(Items from a dataset)

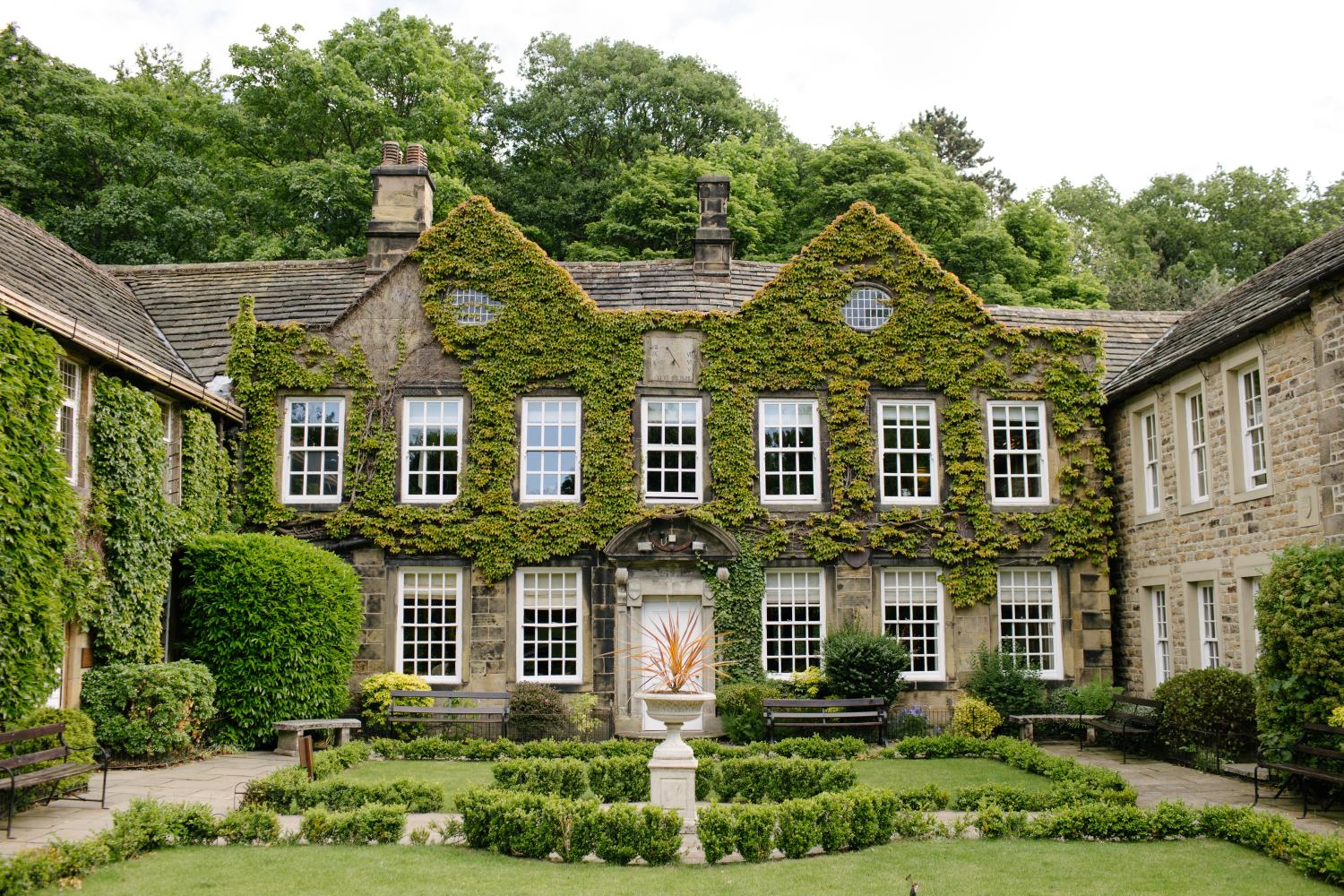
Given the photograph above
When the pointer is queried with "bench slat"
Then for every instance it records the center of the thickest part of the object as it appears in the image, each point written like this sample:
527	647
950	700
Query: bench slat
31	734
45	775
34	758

...

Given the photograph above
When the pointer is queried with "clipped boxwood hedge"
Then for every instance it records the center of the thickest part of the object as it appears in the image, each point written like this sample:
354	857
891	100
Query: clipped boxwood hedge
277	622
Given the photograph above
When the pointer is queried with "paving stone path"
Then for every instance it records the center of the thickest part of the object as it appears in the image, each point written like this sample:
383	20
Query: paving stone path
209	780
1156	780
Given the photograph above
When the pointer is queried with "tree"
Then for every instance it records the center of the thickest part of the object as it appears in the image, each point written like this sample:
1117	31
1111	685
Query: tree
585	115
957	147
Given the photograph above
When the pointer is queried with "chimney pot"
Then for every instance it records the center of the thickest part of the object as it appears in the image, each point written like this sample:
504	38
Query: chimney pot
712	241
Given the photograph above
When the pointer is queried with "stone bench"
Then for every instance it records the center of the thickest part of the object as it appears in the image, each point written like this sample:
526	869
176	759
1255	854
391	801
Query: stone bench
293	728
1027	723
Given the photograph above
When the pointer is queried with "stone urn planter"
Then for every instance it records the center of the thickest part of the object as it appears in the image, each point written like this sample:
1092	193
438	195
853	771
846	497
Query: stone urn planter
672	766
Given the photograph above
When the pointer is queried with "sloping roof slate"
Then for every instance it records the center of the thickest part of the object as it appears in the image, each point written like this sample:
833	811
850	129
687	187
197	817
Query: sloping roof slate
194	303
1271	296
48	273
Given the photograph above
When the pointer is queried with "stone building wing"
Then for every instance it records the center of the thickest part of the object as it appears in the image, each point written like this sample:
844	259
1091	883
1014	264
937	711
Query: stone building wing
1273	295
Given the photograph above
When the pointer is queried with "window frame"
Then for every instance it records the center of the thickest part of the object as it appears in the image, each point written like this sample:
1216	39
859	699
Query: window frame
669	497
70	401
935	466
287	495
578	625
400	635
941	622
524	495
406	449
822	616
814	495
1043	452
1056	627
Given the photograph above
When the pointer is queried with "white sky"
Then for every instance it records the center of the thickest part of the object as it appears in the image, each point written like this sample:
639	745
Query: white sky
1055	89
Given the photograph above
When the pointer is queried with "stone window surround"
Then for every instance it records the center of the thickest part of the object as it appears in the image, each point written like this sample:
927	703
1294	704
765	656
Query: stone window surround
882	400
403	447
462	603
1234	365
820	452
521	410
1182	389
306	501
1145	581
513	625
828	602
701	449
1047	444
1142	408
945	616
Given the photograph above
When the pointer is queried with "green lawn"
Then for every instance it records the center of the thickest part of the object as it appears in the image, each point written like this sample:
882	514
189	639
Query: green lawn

**Task description**.
What lines in the records above include the string "green"? Copy each one.

**Answer box**.
When the pointer is queried with "green lawn"
Query: green lawn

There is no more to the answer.